GIVEN RECORDS:
--- START ---
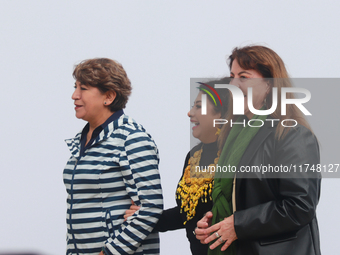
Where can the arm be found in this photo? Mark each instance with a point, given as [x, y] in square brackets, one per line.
[139, 167]
[296, 196]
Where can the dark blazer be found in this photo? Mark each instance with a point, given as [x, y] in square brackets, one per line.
[277, 215]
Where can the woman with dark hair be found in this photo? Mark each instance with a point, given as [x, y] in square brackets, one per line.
[193, 194]
[259, 214]
[114, 160]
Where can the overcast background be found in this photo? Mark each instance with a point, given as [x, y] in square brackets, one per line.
[161, 44]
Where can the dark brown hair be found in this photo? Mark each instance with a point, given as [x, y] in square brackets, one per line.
[106, 75]
[269, 65]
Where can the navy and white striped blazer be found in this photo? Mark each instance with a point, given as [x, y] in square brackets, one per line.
[121, 165]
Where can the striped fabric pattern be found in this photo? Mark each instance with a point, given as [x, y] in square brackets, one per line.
[120, 165]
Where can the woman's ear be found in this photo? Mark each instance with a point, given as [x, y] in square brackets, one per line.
[110, 97]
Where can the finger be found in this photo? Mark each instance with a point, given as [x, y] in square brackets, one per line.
[201, 237]
[200, 231]
[211, 237]
[213, 228]
[134, 207]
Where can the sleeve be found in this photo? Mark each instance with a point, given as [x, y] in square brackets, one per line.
[296, 195]
[171, 219]
[139, 167]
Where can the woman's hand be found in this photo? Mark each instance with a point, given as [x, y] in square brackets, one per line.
[223, 231]
[131, 211]
[202, 225]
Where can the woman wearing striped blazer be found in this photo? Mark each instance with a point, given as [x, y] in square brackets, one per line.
[113, 161]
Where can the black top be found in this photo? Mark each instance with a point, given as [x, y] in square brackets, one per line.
[173, 219]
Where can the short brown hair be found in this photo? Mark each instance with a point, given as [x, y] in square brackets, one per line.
[106, 75]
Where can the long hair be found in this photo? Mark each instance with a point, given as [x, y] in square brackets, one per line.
[269, 65]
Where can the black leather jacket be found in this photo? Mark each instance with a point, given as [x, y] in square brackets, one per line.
[278, 215]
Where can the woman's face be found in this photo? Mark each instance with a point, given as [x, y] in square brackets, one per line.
[203, 128]
[89, 104]
[243, 79]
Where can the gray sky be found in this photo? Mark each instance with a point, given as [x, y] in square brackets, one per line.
[161, 44]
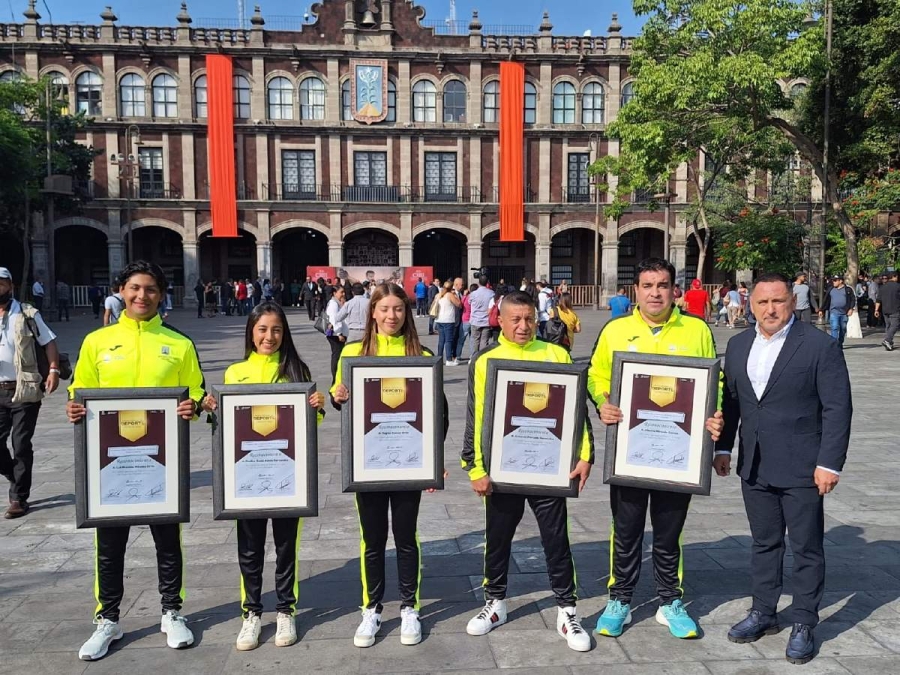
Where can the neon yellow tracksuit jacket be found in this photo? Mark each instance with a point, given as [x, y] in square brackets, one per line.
[535, 350]
[138, 354]
[681, 335]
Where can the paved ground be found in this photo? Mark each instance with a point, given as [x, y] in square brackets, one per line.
[46, 565]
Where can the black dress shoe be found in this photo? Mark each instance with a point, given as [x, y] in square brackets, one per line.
[753, 627]
[801, 645]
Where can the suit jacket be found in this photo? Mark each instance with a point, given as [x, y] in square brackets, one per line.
[802, 419]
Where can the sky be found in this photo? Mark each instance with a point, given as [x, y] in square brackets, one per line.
[569, 17]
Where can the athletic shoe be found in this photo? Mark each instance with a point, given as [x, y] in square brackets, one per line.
[410, 627]
[675, 616]
[178, 635]
[286, 634]
[248, 638]
[568, 625]
[615, 617]
[98, 644]
[368, 628]
[492, 615]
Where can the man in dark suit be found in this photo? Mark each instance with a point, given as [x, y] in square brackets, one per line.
[786, 384]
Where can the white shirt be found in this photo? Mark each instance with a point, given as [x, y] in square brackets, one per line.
[763, 355]
[8, 342]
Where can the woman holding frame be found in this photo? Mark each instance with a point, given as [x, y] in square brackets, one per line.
[390, 331]
[270, 358]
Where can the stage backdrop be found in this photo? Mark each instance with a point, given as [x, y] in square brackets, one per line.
[407, 277]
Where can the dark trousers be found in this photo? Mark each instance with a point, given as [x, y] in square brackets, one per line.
[801, 510]
[110, 567]
[373, 522]
[503, 514]
[252, 555]
[668, 511]
[17, 423]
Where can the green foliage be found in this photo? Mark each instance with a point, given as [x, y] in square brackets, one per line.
[760, 241]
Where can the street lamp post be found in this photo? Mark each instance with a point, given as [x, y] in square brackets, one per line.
[129, 168]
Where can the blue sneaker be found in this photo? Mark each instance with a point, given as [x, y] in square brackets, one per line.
[614, 619]
[675, 616]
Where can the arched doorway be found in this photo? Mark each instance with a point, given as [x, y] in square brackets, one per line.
[444, 250]
[510, 261]
[634, 246]
[162, 246]
[293, 250]
[81, 256]
[572, 257]
[371, 248]
[227, 257]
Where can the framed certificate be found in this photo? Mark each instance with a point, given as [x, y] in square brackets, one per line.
[265, 452]
[392, 427]
[533, 426]
[131, 458]
[663, 443]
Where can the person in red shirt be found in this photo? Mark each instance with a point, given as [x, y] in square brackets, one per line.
[696, 301]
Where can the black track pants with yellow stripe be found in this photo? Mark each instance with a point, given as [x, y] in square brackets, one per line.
[668, 511]
[109, 567]
[373, 526]
[251, 557]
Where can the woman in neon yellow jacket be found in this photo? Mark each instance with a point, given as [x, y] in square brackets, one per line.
[270, 357]
[390, 331]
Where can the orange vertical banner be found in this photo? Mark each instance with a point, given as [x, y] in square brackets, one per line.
[512, 135]
[220, 114]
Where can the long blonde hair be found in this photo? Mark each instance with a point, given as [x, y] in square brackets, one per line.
[408, 330]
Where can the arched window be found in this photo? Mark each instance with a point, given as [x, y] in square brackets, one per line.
[627, 93]
[132, 96]
[346, 108]
[241, 88]
[491, 99]
[392, 102]
[455, 101]
[280, 95]
[564, 103]
[312, 99]
[592, 104]
[530, 103]
[200, 97]
[424, 102]
[88, 93]
[165, 96]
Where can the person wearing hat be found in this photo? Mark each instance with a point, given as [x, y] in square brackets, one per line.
[21, 389]
[840, 302]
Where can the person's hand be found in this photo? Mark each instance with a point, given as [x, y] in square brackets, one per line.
[722, 465]
[715, 424]
[341, 393]
[433, 490]
[75, 411]
[482, 486]
[52, 383]
[826, 481]
[186, 409]
[582, 471]
[610, 414]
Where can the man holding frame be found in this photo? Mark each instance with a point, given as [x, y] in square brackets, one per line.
[504, 510]
[138, 351]
[656, 326]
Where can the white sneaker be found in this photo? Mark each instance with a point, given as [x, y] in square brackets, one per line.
[410, 627]
[492, 615]
[98, 644]
[286, 634]
[568, 625]
[248, 638]
[178, 635]
[368, 628]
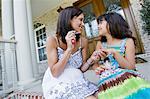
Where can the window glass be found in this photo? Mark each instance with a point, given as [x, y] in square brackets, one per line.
[91, 27]
[40, 39]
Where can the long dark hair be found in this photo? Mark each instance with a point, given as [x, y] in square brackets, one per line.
[118, 26]
[63, 24]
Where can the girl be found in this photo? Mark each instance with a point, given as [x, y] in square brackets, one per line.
[116, 68]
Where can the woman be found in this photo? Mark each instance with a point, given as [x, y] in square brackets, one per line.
[66, 55]
[116, 51]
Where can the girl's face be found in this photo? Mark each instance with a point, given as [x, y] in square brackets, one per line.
[77, 23]
[102, 27]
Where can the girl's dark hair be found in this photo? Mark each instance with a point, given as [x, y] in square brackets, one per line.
[118, 27]
[64, 19]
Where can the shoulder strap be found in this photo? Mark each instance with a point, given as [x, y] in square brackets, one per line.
[57, 41]
[123, 43]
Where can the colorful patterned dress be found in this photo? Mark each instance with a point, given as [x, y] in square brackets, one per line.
[117, 83]
[71, 83]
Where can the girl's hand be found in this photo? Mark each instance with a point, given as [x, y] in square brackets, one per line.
[71, 40]
[95, 56]
[109, 51]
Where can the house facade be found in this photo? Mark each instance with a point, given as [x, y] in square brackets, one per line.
[25, 25]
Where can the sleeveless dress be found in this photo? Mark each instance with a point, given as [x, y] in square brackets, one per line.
[71, 84]
[118, 83]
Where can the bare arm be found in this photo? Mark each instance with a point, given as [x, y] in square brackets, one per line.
[129, 61]
[84, 53]
[56, 66]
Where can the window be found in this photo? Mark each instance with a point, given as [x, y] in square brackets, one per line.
[40, 41]
[91, 26]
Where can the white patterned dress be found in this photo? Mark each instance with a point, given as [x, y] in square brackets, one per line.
[71, 84]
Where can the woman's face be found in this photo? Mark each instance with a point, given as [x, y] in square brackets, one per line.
[77, 23]
[102, 27]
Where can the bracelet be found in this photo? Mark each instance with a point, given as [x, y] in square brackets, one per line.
[90, 62]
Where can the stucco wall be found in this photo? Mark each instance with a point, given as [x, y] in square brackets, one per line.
[135, 5]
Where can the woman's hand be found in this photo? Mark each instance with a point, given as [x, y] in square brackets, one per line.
[71, 40]
[109, 51]
[99, 54]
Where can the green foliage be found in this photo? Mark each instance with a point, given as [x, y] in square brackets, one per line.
[145, 14]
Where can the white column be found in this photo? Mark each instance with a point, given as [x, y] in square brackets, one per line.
[32, 40]
[7, 18]
[24, 59]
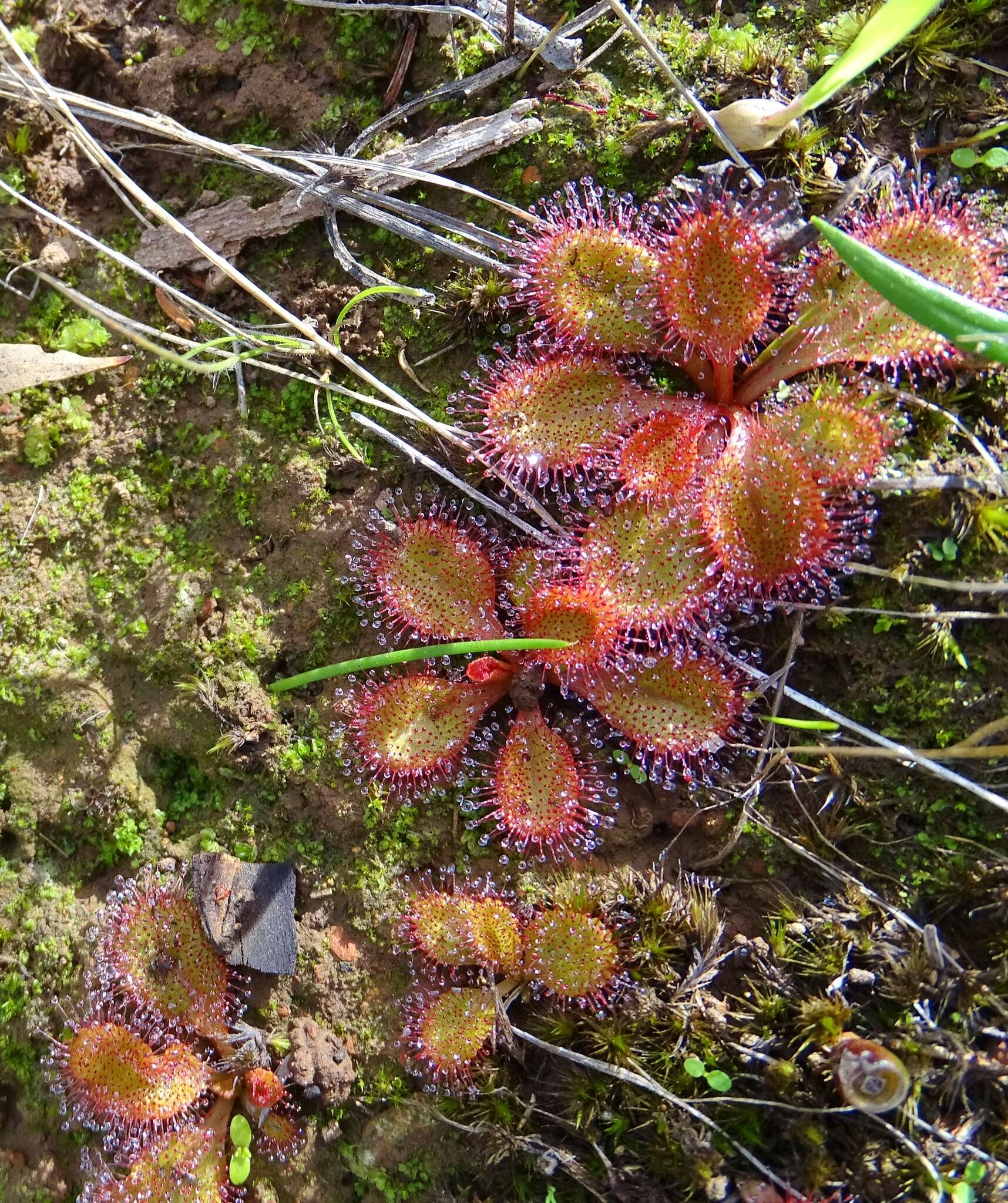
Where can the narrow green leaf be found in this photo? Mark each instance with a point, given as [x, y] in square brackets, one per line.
[886, 29]
[241, 1166]
[405, 655]
[975, 1172]
[802, 724]
[969, 325]
[241, 1133]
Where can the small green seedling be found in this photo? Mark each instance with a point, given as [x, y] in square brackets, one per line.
[82, 336]
[717, 1080]
[972, 1175]
[945, 553]
[638, 774]
[995, 158]
[802, 724]
[241, 1159]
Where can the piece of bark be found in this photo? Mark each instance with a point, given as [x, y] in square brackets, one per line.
[247, 911]
[563, 53]
[27, 366]
[226, 228]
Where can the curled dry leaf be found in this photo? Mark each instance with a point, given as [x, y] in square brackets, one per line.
[27, 365]
[173, 311]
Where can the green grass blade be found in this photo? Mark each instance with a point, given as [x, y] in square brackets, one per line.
[886, 29]
[405, 655]
[971, 327]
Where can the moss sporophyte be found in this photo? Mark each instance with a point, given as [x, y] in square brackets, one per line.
[159, 1057]
[678, 510]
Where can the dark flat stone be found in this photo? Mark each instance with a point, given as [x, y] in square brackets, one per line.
[247, 911]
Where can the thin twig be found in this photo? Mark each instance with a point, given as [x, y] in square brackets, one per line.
[838, 875]
[847, 751]
[368, 6]
[995, 485]
[934, 583]
[922, 615]
[610, 41]
[911, 398]
[646, 1083]
[441, 471]
[940, 1187]
[866, 733]
[466, 88]
[662, 63]
[950, 1138]
[756, 782]
[32, 516]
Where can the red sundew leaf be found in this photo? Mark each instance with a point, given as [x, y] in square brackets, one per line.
[716, 281]
[463, 924]
[496, 935]
[449, 1034]
[523, 572]
[413, 728]
[280, 1136]
[154, 955]
[183, 1167]
[765, 512]
[576, 613]
[677, 713]
[934, 233]
[436, 579]
[113, 1078]
[658, 460]
[545, 419]
[587, 272]
[539, 793]
[652, 564]
[573, 956]
[439, 926]
[263, 1088]
[842, 442]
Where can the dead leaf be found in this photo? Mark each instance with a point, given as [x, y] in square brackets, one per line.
[174, 312]
[27, 365]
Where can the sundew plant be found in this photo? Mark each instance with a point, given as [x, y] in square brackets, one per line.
[680, 509]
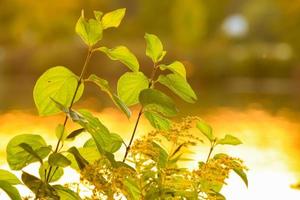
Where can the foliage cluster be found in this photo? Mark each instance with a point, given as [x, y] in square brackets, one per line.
[150, 167]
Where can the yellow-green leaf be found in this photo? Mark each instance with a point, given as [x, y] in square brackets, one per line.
[179, 86]
[113, 18]
[58, 83]
[154, 48]
[122, 54]
[130, 85]
[90, 31]
[104, 86]
[176, 67]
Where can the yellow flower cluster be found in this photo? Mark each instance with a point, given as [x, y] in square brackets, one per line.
[106, 179]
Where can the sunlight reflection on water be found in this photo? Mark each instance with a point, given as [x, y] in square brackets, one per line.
[269, 150]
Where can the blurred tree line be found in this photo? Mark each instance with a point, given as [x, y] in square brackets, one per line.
[263, 60]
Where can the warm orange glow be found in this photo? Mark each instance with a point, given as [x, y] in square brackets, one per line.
[270, 146]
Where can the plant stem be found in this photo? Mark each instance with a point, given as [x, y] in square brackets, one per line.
[211, 150]
[151, 83]
[87, 59]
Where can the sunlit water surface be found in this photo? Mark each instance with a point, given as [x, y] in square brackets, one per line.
[271, 147]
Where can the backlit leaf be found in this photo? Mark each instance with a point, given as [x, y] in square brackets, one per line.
[104, 86]
[10, 190]
[58, 83]
[113, 18]
[132, 188]
[57, 159]
[154, 100]
[55, 174]
[9, 177]
[176, 67]
[205, 130]
[122, 54]
[154, 48]
[90, 30]
[130, 85]
[41, 189]
[179, 86]
[18, 158]
[65, 193]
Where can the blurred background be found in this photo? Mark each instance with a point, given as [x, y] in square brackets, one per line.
[242, 59]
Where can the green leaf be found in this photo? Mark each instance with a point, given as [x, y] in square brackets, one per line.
[81, 161]
[57, 159]
[179, 86]
[154, 48]
[104, 86]
[89, 154]
[229, 140]
[154, 100]
[242, 175]
[58, 83]
[90, 31]
[55, 174]
[116, 144]
[206, 130]
[28, 148]
[75, 133]
[10, 190]
[18, 157]
[158, 121]
[9, 177]
[98, 14]
[41, 189]
[122, 54]
[113, 19]
[60, 132]
[163, 155]
[130, 85]
[175, 67]
[132, 188]
[65, 193]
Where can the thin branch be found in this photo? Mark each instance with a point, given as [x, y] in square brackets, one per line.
[151, 83]
[88, 57]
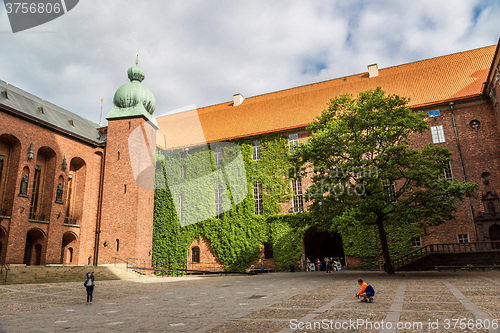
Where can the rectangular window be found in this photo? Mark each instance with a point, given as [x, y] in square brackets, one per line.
[434, 113]
[298, 196]
[463, 238]
[437, 134]
[256, 150]
[257, 194]
[416, 242]
[218, 203]
[35, 192]
[447, 174]
[293, 140]
[179, 209]
[390, 190]
[217, 156]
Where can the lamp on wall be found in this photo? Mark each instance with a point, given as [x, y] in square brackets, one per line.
[31, 152]
[64, 165]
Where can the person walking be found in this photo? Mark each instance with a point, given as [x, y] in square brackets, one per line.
[327, 265]
[89, 284]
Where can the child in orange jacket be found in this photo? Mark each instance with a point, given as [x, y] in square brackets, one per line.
[367, 291]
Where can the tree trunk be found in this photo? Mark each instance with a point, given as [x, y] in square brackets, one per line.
[385, 247]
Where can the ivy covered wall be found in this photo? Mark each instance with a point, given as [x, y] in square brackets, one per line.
[185, 210]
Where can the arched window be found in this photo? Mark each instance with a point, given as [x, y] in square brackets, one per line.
[491, 207]
[268, 251]
[195, 254]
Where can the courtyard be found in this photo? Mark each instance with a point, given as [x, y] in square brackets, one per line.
[271, 302]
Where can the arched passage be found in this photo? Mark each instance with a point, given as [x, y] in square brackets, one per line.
[495, 236]
[321, 244]
[69, 246]
[34, 247]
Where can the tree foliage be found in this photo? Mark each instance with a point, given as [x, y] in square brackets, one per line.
[366, 168]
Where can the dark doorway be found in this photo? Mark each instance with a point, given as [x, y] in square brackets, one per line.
[27, 250]
[495, 236]
[321, 244]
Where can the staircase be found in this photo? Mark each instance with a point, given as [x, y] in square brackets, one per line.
[20, 274]
[452, 254]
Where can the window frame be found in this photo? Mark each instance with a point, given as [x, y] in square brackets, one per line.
[298, 195]
[255, 150]
[293, 140]
[463, 238]
[437, 133]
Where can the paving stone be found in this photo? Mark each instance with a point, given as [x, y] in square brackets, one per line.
[233, 304]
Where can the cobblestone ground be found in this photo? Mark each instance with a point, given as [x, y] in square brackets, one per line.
[275, 302]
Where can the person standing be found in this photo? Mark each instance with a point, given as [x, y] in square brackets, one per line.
[327, 264]
[89, 285]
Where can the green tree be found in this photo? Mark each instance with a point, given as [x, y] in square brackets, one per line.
[365, 168]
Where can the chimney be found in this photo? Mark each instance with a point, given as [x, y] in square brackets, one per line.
[372, 71]
[238, 99]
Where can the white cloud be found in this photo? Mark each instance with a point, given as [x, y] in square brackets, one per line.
[199, 52]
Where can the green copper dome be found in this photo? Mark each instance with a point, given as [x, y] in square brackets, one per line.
[133, 98]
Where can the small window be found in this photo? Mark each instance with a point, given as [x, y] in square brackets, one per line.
[293, 140]
[257, 194]
[437, 134]
[434, 113]
[298, 197]
[389, 190]
[179, 209]
[416, 241]
[256, 150]
[195, 255]
[268, 251]
[217, 156]
[447, 174]
[218, 203]
[463, 238]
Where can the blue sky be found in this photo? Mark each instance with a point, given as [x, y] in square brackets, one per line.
[201, 53]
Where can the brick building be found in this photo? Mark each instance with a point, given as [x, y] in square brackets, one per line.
[74, 192]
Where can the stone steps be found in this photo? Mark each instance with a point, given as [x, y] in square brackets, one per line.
[21, 274]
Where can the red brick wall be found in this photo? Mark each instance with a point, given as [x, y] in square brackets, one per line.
[21, 134]
[208, 260]
[127, 209]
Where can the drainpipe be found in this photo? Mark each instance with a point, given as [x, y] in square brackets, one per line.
[99, 209]
[463, 169]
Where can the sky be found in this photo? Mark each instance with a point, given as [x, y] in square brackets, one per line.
[203, 52]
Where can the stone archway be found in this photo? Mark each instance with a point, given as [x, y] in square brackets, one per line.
[494, 233]
[34, 247]
[321, 244]
[68, 251]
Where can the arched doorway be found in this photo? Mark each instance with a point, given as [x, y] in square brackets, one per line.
[33, 250]
[68, 254]
[495, 236]
[321, 244]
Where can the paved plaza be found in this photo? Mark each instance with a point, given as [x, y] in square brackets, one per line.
[272, 302]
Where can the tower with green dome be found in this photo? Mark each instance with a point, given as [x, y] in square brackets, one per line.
[133, 99]
[125, 227]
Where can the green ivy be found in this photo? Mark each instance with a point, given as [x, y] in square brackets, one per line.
[237, 236]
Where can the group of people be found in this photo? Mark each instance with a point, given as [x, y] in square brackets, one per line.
[329, 264]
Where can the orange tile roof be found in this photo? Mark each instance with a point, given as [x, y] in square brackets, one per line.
[430, 81]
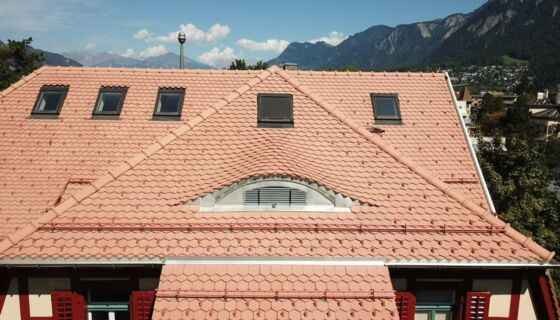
--- END ---
WHAT THE EXERCISE ASKS: The answer should consist only of the lines from the one with "Where can the paved plaza" through the last line of the material above, copied exactly, with no pictures.

PROBLEM SOLUTION:
Where can the paved plaza be found in this photo? Mark each instance with a point, given as [x, y] in square brackets, one per line.
[272, 302]
Where can the tower with green dome be found in this photo? Mark each instance with a point, given as [x, y] in square brackets, one per line.
[133, 99]
[125, 227]
Where can the green ivy be found in this photo? Mark each instance with a point, given as [x, y] in square brackets, one per line.
[237, 236]
Where can the group of people be found in this photo? Mark each instance with a point, given as [x, y] in square brackets, one per line.
[329, 264]
Where can the orange tile roof be found in this photo? Mark each instance with a point, given as [x, y] in square brackets, one per line.
[430, 81]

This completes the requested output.